Newsletter #02: Permaculture, West Yorkshire Films, and UBI
Hello everyone!
We’re back again with the Same Skies newsletter highlighting all the great projects, people and ideas blooming across West Yorkshire.
As Westminster embroils itself in petty political dramas (we’ve changed Prime Ministers twice since my last newsletter), our region goes from strength to strength, with the autumn 2022 newsletter celebrating events on connecting art and mental health, the potential for a Universal Basic Income in future economic models, and the regeneration of the Holbeck Viaduct over in Leeds.
What we’ve been up to
It always gives me great pleasure to talk about our great Same Skies West Yorkshire Walks programme. Back at the end of July our friend and organiser Geraldine Montgomerie organised a great one, working its way from the indie shopping scene of Headingley to the beauty of Sugar Well Hill near Chapeltown across North Leeds. More recently, last month we also had a walk hosted by our friends and Bradford natives Rifat and Rifut, taking people across the natural beauty of Heaton Woods and Northcliffe in Shipley, North Bradford. These walks are always a great informal way to stretch your legs and chat about pride in our region and its amazing future, and we’ve always got more in the pipeline.

* YOUR TASKS
1. Answer these questions using the Same Skies newsletter:
(a) How many times has the Prime Minister changed since the previous newsletter?
(b) Which viaduct's regeneration does the autumn 2022 newsletter mention, and in which city is it?
(c) Who hosted the walk across Heaton Woods and Northcliffe?
2. Carry on the Same Skies newsletter from the sentence ending "we've always got more in the pipeline."
The listing that follows has no connection to the newsletter above.

* RECORD EXTRACTS

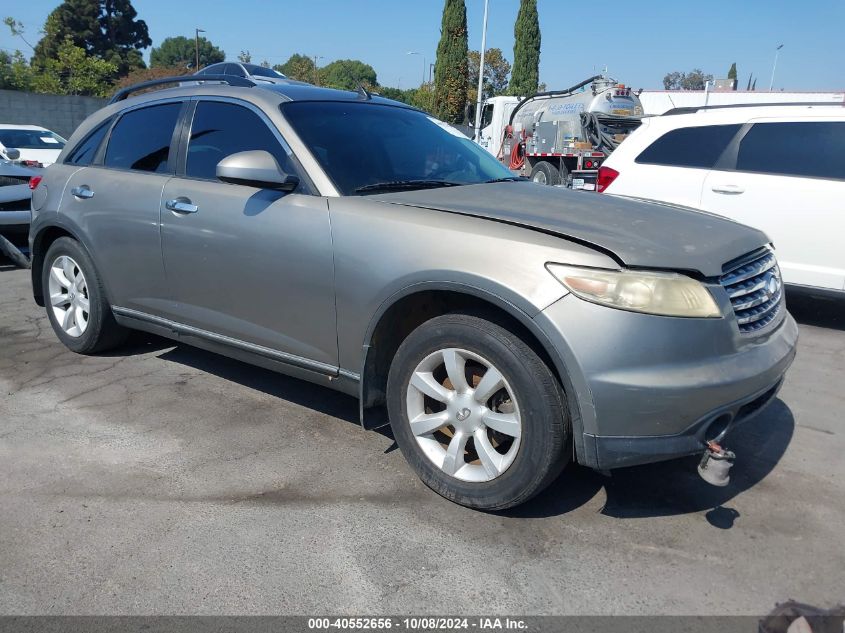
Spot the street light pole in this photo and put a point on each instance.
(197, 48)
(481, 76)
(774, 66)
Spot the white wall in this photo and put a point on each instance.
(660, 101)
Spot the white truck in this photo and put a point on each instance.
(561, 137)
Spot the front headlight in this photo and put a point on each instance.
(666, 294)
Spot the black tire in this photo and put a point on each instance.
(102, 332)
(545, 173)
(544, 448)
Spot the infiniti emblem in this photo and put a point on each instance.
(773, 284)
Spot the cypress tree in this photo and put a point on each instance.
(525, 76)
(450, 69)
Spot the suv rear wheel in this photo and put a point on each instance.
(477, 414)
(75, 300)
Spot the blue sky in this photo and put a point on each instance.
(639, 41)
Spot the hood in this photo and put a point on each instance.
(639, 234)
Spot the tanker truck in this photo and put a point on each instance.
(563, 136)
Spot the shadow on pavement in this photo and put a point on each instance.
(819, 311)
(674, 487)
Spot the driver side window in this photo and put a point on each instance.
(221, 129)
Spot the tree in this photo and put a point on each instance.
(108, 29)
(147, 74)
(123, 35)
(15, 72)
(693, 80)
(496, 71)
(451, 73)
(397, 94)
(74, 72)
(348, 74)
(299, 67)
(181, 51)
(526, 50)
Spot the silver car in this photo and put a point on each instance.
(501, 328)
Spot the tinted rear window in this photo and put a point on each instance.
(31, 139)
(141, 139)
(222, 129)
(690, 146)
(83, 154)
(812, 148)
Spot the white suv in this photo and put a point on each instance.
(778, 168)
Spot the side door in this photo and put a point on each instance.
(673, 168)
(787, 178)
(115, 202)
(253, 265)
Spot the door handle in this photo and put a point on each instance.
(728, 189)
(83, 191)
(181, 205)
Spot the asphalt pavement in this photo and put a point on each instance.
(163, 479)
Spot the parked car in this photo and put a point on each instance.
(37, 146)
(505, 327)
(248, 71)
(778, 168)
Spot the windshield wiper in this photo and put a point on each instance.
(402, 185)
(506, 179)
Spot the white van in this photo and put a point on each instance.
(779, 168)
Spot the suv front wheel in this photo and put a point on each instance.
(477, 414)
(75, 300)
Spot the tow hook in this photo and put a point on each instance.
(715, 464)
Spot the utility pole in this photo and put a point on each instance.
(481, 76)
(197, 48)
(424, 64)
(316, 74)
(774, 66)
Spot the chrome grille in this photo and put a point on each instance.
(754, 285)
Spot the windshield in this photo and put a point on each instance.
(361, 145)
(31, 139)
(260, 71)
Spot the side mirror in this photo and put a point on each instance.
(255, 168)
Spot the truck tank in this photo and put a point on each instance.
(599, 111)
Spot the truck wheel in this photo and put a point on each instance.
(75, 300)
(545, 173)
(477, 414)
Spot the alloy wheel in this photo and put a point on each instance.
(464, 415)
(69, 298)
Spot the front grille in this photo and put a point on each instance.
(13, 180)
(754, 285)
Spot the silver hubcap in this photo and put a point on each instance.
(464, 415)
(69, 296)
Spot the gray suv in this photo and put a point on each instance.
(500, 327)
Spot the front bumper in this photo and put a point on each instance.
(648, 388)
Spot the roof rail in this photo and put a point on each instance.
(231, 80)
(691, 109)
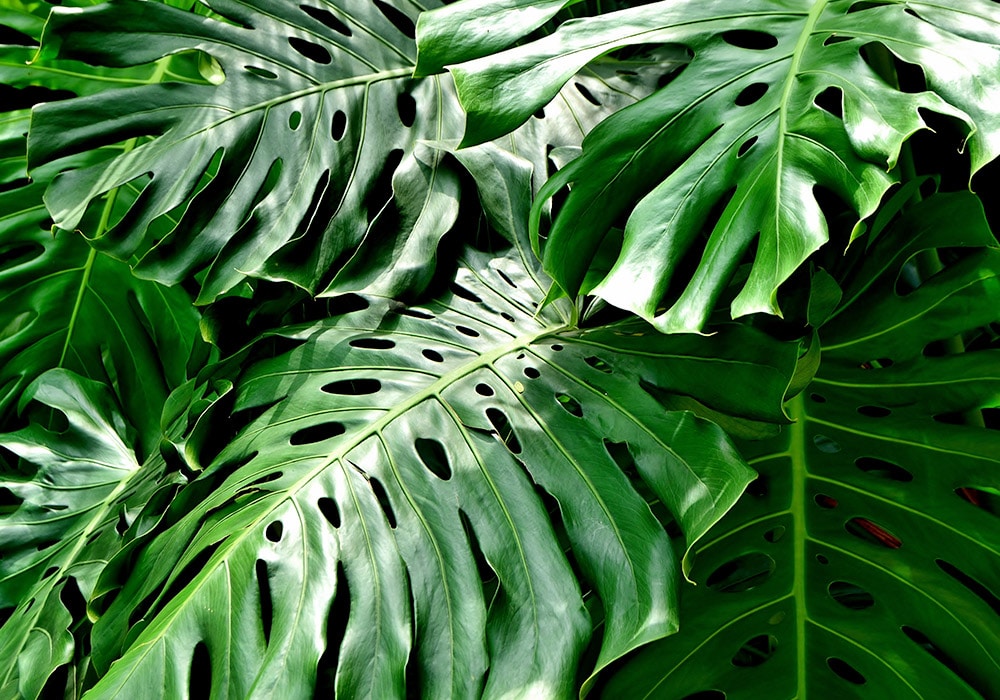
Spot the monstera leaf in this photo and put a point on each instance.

* * *

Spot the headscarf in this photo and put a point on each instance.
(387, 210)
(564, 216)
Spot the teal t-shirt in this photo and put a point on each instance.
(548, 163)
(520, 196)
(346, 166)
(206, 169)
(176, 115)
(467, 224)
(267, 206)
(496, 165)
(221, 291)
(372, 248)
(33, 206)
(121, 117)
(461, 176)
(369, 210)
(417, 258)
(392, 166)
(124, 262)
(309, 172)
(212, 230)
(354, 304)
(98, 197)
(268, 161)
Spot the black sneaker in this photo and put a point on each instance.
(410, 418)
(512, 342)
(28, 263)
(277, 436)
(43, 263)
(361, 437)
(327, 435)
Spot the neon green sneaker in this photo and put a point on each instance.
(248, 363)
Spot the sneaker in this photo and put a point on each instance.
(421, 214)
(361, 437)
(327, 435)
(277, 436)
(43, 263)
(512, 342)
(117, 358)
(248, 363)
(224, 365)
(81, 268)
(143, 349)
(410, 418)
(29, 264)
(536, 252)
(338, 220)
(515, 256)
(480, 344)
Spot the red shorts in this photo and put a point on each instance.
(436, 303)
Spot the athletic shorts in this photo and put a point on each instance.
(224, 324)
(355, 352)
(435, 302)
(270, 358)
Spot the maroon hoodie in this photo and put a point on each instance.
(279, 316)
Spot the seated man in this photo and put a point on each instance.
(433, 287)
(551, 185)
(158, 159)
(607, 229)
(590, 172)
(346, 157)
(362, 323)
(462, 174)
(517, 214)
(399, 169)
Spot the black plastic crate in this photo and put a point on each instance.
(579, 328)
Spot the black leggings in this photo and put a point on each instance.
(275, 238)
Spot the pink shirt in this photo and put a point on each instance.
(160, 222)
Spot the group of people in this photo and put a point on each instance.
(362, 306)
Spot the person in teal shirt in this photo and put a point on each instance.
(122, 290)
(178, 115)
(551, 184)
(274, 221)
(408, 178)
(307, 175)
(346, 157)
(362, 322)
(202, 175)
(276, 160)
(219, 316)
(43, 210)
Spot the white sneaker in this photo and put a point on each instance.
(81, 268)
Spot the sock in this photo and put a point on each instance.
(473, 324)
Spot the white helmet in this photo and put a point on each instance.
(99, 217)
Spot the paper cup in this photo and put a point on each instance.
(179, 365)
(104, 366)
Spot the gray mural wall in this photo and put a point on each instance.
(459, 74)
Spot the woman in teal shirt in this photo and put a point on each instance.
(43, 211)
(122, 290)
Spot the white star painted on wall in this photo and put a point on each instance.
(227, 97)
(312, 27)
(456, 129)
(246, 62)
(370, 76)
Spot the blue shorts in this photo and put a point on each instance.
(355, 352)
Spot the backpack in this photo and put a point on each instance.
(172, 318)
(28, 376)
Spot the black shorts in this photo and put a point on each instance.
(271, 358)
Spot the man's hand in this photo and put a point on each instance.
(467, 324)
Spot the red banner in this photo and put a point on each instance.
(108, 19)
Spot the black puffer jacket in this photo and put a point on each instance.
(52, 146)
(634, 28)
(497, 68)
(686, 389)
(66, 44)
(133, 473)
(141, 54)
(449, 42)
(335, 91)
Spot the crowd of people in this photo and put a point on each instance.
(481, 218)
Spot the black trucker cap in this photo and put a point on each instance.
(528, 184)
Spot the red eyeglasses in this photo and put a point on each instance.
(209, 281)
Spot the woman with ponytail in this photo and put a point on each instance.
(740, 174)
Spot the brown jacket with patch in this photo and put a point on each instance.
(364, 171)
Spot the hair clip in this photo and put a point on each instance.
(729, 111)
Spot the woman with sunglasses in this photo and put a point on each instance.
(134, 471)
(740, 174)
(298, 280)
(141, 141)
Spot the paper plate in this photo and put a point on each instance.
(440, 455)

==

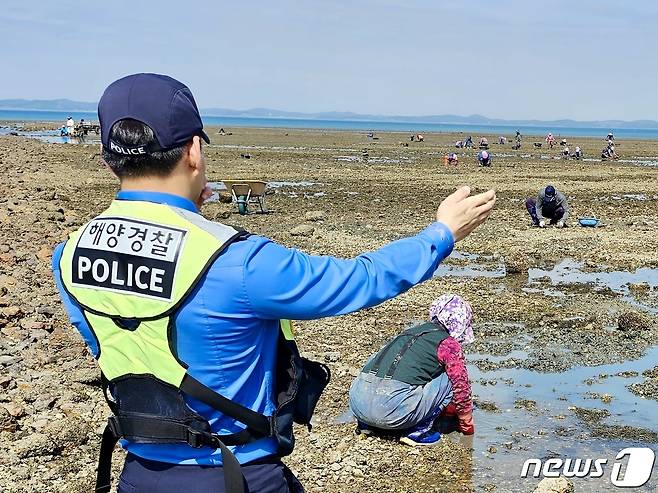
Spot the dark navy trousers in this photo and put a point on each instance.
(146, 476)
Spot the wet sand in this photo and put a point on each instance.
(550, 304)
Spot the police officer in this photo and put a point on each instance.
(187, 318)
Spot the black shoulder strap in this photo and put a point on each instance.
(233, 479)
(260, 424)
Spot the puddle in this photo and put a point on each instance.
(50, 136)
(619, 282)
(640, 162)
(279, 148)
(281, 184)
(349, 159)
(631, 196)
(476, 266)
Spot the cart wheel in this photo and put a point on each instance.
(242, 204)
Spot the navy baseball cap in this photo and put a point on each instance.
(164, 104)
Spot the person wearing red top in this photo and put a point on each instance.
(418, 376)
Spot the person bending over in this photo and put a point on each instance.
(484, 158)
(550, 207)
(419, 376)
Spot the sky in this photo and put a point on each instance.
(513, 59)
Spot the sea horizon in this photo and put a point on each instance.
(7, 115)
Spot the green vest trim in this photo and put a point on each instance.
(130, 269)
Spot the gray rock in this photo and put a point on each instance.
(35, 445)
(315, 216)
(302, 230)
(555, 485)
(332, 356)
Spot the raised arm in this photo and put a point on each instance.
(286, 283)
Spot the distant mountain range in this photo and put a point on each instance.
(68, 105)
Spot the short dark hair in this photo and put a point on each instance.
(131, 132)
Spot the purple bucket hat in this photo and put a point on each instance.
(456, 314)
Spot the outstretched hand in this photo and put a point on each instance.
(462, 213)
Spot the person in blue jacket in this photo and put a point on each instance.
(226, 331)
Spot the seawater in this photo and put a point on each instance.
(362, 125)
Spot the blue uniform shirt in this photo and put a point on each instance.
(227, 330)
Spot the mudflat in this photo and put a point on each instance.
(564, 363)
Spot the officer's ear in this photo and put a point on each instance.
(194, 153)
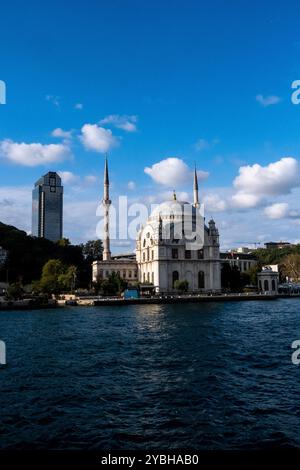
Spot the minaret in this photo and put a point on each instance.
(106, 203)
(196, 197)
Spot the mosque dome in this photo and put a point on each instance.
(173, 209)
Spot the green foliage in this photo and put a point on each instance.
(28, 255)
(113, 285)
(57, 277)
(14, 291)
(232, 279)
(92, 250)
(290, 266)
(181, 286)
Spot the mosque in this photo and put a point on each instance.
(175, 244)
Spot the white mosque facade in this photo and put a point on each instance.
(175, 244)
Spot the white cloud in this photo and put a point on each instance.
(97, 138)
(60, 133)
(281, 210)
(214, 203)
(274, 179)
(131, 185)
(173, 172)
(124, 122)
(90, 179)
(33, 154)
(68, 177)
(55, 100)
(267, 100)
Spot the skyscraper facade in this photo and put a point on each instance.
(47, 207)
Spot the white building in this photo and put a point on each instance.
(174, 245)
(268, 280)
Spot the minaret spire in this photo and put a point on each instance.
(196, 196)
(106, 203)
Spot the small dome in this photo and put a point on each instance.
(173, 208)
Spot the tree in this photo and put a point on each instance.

* ANSWERS TO THE TASKS
1.
(a) Twice.
(b) The Holbeck Viaduct, in Leeds.
(c) Rifat and Rifut.

2.
Our other big event recently was our screening of three different films celebrating inspirational West Yorkshire people, organisations, and projects at a screening in Hyde Park Book Club last month. One film documented one of our West Yorkshire Walks through Gipton, with Kerry Harker and Claire Irving of the East Leeds project guiding the viewers through it. Kerry and Clare’s work uses art as a social good to empower the community in East Leeds, and this film guides the viewers around Gipton’s social and cultural history as a ‘garden suburb’ of the 30s. Another film celebrated 25 years of Same Skies’ friend and organiser Claude Hendrickson’s Front Line Self Build, a community housing project in the 90s which gave twelve unemployed African and Caribbean mean in Chapeltown the opportunity to build their own houses. Another short film documented the work of community housing and the work of ChaCo or Chapeltown Co-housing, before we hosted Claude after the screenings for a Q&A on everything community housing related and otherwise. You can find the write-up for the event on our website.
What our friends are up to
Geraldine has also been busy elsewhere, hosting a Culture of Mental Health forum last month with her organisation Leeds Arts Health and Wellbeing Network, exploring the intersection of the arts, mental health and racial justice. Geraldine has also been working to create the Creative Ageing Treasury of Leeds, a free resource full of activities that are accessible to and engage with elderly people in Leeds, developed from the lockdown-era Creative Ageing Forum and led by artists from across Leeds and West Yorkshire. You can find more details about the treasury and download a free copy on the website here.
For something important at our current environmental juncture, a new course in Leeds on permaculture; the production of frameworks for sustainable living and thriving eco systems, is running from September until the end of May next year. The course will allow students to produce and implement their own site design for a house, garden, or park, and collaborate with projects across Leeds. All the details are available on the Leeds permaculture network website.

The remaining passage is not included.